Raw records
--*--
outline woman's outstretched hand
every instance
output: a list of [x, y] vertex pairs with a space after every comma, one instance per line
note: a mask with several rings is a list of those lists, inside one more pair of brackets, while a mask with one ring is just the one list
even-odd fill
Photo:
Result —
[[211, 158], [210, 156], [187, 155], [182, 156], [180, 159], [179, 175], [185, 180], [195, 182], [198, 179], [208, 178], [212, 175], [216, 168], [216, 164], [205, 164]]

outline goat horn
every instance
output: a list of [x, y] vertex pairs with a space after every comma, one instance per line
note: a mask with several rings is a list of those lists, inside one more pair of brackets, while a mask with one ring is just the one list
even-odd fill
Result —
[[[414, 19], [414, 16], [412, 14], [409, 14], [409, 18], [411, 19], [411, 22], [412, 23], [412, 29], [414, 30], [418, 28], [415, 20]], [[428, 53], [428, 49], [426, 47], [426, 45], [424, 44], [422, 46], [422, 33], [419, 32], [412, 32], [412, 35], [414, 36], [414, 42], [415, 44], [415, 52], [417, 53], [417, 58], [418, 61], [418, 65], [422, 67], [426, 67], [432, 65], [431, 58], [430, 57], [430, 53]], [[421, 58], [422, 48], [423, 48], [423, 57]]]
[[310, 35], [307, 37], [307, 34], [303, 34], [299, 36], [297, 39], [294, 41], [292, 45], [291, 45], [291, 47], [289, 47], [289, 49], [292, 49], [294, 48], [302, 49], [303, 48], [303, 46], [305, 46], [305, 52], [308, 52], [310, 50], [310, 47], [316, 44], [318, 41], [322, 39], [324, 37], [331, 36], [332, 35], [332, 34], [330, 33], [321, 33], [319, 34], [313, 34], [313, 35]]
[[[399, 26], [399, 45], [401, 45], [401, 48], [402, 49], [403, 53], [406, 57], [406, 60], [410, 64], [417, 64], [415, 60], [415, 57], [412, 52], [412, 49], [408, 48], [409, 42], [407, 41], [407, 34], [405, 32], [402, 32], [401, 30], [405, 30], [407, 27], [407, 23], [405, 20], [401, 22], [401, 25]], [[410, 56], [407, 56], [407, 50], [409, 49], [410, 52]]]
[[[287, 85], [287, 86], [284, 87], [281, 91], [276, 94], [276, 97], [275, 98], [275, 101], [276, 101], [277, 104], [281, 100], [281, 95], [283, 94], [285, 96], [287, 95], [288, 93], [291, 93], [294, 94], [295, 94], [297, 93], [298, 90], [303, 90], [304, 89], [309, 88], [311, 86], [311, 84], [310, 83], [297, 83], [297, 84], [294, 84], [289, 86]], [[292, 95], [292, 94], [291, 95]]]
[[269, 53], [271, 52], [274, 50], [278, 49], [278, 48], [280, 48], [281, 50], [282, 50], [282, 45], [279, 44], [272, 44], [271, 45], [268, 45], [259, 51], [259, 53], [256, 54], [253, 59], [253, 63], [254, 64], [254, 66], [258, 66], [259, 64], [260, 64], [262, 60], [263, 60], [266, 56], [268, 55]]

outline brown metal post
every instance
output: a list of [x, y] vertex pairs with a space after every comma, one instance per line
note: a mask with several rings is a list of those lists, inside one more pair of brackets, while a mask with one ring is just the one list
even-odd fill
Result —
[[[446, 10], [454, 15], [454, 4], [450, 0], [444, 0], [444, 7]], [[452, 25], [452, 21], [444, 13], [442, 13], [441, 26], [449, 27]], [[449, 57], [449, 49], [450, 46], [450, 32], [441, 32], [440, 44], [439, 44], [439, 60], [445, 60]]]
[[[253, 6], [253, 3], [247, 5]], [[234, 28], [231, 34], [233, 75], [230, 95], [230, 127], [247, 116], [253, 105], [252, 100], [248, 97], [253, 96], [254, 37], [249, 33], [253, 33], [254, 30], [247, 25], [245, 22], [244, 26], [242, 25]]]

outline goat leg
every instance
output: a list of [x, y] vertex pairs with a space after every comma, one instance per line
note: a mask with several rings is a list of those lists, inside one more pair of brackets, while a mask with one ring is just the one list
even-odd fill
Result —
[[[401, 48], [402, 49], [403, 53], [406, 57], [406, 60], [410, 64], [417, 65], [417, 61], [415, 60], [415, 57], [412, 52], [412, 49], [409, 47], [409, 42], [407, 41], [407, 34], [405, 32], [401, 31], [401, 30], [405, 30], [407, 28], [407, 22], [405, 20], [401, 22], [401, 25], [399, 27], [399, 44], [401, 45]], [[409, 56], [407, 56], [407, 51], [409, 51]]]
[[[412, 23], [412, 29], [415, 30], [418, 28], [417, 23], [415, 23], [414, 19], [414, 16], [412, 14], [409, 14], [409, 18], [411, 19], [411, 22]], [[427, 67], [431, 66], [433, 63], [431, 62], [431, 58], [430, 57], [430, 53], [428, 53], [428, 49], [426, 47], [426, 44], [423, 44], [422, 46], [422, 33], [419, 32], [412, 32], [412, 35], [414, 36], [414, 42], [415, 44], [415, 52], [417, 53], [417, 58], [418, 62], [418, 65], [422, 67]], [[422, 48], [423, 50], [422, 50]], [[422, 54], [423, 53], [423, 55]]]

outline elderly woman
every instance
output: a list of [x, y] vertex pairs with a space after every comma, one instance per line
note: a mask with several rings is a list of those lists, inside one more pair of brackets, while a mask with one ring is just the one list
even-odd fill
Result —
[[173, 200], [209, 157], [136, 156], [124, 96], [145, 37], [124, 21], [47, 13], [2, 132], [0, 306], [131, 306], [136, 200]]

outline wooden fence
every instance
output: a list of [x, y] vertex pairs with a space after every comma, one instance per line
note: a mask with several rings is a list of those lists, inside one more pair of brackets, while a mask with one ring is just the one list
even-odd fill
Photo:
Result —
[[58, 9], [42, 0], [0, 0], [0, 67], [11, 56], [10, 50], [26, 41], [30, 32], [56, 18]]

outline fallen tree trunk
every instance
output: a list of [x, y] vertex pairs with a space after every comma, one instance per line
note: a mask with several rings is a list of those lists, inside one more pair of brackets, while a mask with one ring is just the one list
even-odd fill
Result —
--*--
**STATED TASK:**
Could you recast every line of the material above as a numbered list, dropping the blank lines?

**EXERCISE RESULT:**
1. outline woman's outstretched hand
2. every instance
3. output: a list of [x, y] vertex pairs with a space after every comma, one instance per line
4. note: a mask with several rings is a list of those lists, inside one more pair of brackets, while a mask with one ring is just the one list
5. even-odd fill
6. Photo:
7. Result —
8. [[211, 158], [210, 156], [187, 155], [182, 156], [180, 159], [179, 175], [185, 180], [195, 182], [198, 179], [208, 178], [212, 175], [216, 168], [216, 164], [205, 164]]
9. outline goat horn
10. every instance
11. output: a list of [x, y] vertex pairs with a space after every comma, one instance per line
12. note: a mask with several rings is a list of those lists, inside one more pair of brackets, while a mask with one ring is just the one list
13. even-odd fill
14. Result —
15. [[[414, 19], [414, 16], [412, 14], [409, 14], [409, 18], [411, 19], [411, 22], [412, 23], [412, 29], [414, 30], [418, 28], [415, 20]], [[428, 53], [428, 49], [426, 47], [426, 45], [424, 44], [422, 46], [422, 33], [419, 32], [412, 32], [412, 35], [414, 36], [414, 42], [415, 44], [415, 52], [417, 53], [417, 58], [418, 61], [418, 65], [422, 67], [426, 67], [432, 65], [431, 58], [430, 57], [430, 53]], [[421, 58], [422, 48], [423, 48], [423, 57]]]
16. [[310, 35], [307, 37], [307, 34], [303, 34], [299, 36], [297, 39], [294, 41], [292, 45], [291, 45], [291, 47], [289, 47], [289, 49], [292, 49], [294, 48], [302, 49], [303, 48], [303, 46], [305, 46], [305, 52], [308, 52], [310, 50], [310, 47], [316, 44], [318, 41], [322, 39], [324, 37], [331, 36], [332, 35], [332, 34], [330, 33], [321, 33], [319, 34], [313, 34], [313, 35]]
17. [[[399, 26], [399, 45], [401, 45], [401, 48], [402, 49], [403, 53], [406, 57], [406, 60], [410, 64], [417, 64], [415, 60], [415, 57], [412, 52], [412, 49], [408, 48], [409, 42], [407, 41], [407, 34], [405, 32], [402, 32], [401, 30], [405, 30], [407, 27], [407, 23], [405, 20], [401, 22], [401, 25]], [[410, 56], [407, 56], [407, 50], [409, 49], [410, 52]]]
18. [[[287, 85], [287, 86], [284, 87], [281, 91], [276, 94], [276, 97], [275, 98], [275, 101], [276, 101], [277, 104], [281, 100], [281, 95], [283, 94], [285, 96], [287, 95], [288, 93], [291, 93], [294, 94], [295, 94], [297, 93], [298, 90], [303, 90], [304, 89], [309, 88], [311, 86], [311, 84], [310, 83], [297, 83], [297, 84], [294, 84], [289, 86]], [[292, 95], [292, 94], [291, 95]]]
19. [[269, 53], [271, 52], [274, 50], [278, 49], [278, 48], [280, 48], [281, 50], [282, 50], [282, 45], [279, 44], [272, 44], [271, 45], [268, 45], [259, 51], [259, 53], [256, 54], [253, 59], [253, 63], [254, 64], [254, 66], [258, 66], [259, 64], [260, 64], [262, 60], [263, 60], [266, 56], [268, 55]]
20. outline brown metal post
21. every instance
22. output: a list of [x, y] vertex pairs with a space after every comma, one instance per line
23. note: a mask with several rings is a list of those lists, inside one more pair of brackets, while a mask with one ring is just the one list
24. even-odd fill
25. Result —
26. [[[446, 10], [454, 15], [454, 4], [450, 0], [444, 0], [444, 7]], [[452, 25], [452, 21], [444, 13], [442, 13], [441, 26], [449, 27]], [[449, 57], [449, 49], [450, 46], [450, 32], [441, 32], [440, 44], [439, 44], [439, 60], [445, 60]]]
27. [[[253, 6], [253, 3], [247, 5]], [[234, 28], [231, 34], [233, 75], [230, 95], [230, 127], [247, 116], [253, 105], [252, 100], [248, 97], [253, 96], [254, 37], [249, 33], [253, 33], [254, 30], [247, 25], [245, 22], [244, 26], [242, 25]]]
28. outline goat leg
29. every instance
30. output: a list of [x, y] vertex pairs with a space after every comma, one instance per line
31. note: a mask with several rings is a list of those lists, inside one more pair of brackets, while a mask with one ring is just the one list
32. even-odd fill
33. Result —
34. [[[401, 48], [402, 49], [403, 53], [406, 57], [406, 60], [410, 64], [417, 65], [417, 61], [415, 60], [415, 57], [412, 52], [412, 49], [409, 47], [409, 42], [407, 41], [407, 34], [405, 32], [401, 31], [401, 30], [405, 30], [407, 28], [407, 22], [405, 20], [401, 22], [401, 25], [399, 27], [399, 44], [401, 45]], [[409, 56], [407, 56], [407, 51], [409, 51]]]
35. [[[412, 23], [412, 29], [415, 30], [418, 28], [417, 23], [415, 23], [414, 19], [414, 16], [412, 14], [409, 14], [409, 18], [411, 19], [411, 22]], [[427, 67], [431, 66], [433, 63], [431, 62], [431, 58], [430, 57], [430, 53], [428, 53], [428, 49], [426, 47], [426, 44], [423, 44], [422, 46], [422, 33], [419, 32], [412, 32], [412, 35], [414, 36], [414, 42], [415, 44], [415, 52], [417, 53], [417, 58], [418, 62], [418, 65], [422, 67]], [[422, 48], [423, 50], [422, 50]], [[422, 54], [423, 53], [423, 55]]]
36. outline elderly woman
37. every instance
38. output: a list of [x, y] vertex pairs with a space after every comma, one instance per line
39. note: a mask with several rings is a list of those lists, inside one more pair of brackets, while a mask with one ring is just the one list
40. even-odd fill
41. Result —
42. [[173, 200], [209, 157], [136, 156], [124, 96], [145, 37], [124, 21], [47, 13], [2, 132], [0, 306], [131, 306], [136, 200]]
43. outline wooden fence
44. every instance
45. output: a list of [x, y] vertex pairs with a space after every comma, one instance per line
46. note: a mask with several rings is a list of those lists, inside one more pair of brackets, while a mask with one ring is just the one list
47. even-odd fill
48. Photo:
49. Result —
50. [[58, 9], [42, 0], [0, 0], [0, 67], [11, 56], [10, 50], [26, 41], [30, 32], [56, 18]]
51. outline fallen tree trunk
52. every instance
53. output: a list of [x, y] vertex pairs with a space after every comma, one instance per line
54. note: a mask with several rings is a list of those lists, inside one more pair of brackets, while a mask with one ring is just the one list
55. even-odd fill
56. Result —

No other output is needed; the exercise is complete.